Texte fourni:
● ● ● ●

Ce dispositif d’interview a évolué au fur et à mesure de l’atelier, surtout après le visionnage du documentaire Human de Y. Arthus Bertrand. Ce que les élèves en ont retenu, c’est la simplicité et l’efficacité du fond noir et du cadrage, très proche des personnes interviewées. Très enthousiastes, ils ont souhaité reproduire ce dispositif pour leurs interviews tout en gardant le théâtre comme sujet central, mais en déplaçant la question de l’analyse critique vers celle du rapport intime et émotionnel au spectacle vivant.

  • Jessica passe devant la caméra pour une interview sur fond noir.
  • Jean Bellorini, directeur du Théâtre Gérard-Philipe, se livre au jeu de l’interview pour parler de ses spectacles Un fils de notre temps et Tempête sous un crâne que les élèves de l’atelier ont vus.

Le dispositif sur fond noir a été réutilisé dans un cinquième documentaire Tout un art, réalisé à Avignon, pendant le festival.

Bilan et perspectives

Bilan

Cet atelier a permis d’organiser une prise de parole qui au départ était souvent brouillonne. En effet, le cadre particulier - 15 élèves, au moins deux intervenants à chaque atelier, des travaux en groupes - facilite la prise de parole, l’écoute et la réflexion entre pairs tout en favorisant le débat autour d’œuvres théâtrales.

● ● ● ●

Lignes de données:
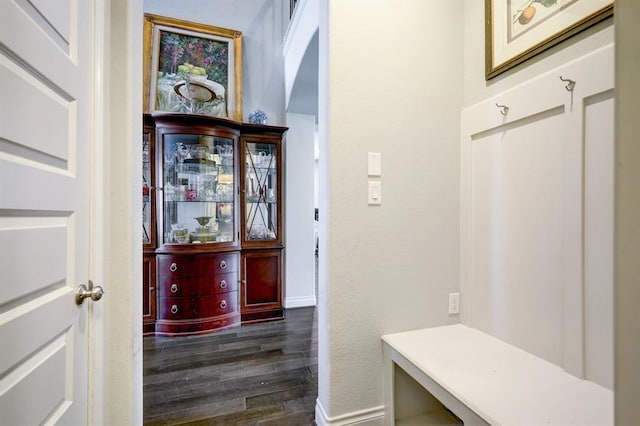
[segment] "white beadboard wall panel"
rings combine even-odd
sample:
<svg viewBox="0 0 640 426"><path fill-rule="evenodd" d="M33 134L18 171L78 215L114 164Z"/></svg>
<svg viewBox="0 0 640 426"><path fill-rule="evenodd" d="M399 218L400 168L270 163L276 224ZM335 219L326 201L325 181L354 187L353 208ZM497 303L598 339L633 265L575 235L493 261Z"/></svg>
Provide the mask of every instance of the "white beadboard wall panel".
<svg viewBox="0 0 640 426"><path fill-rule="evenodd" d="M585 102L585 377L613 390L613 91Z"/></svg>
<svg viewBox="0 0 640 426"><path fill-rule="evenodd" d="M523 119L472 142L474 327L555 364L563 360L563 116Z"/></svg>
<svg viewBox="0 0 640 426"><path fill-rule="evenodd" d="M465 108L461 146L462 322L605 386L613 82L608 45Z"/></svg>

● ● ● ●

Consigne:
Recopiez fidèlement le passage de l'extrait sur l'atelier qui commence par les mots contenant « Ce dispositif d’interview » et se termine par « au spectacle vivant. ». Les lignes ne viennent pas de la même source que l'extrait sur l'atelier.

Réponse:
Ce dispositif d’interview a évolué au fur et à mesure de l’atelier, surtout après le visionnage du documentaire Human de Y. Arthus Bertrand. Ce que les élèves en ont retenu, c’est la simplicité et l’efficacité du fond noir et du cadrage, très proche des personnes interviewées. Très enthousiastes, ils ont souhaité reproduire ce dispositif pour leurs interviews tout en gardant le théâtre comme sujet central, mais en déplaçant la question de l’analyse critique vers celle du rapport intime et émotionnel au spectacle vivant.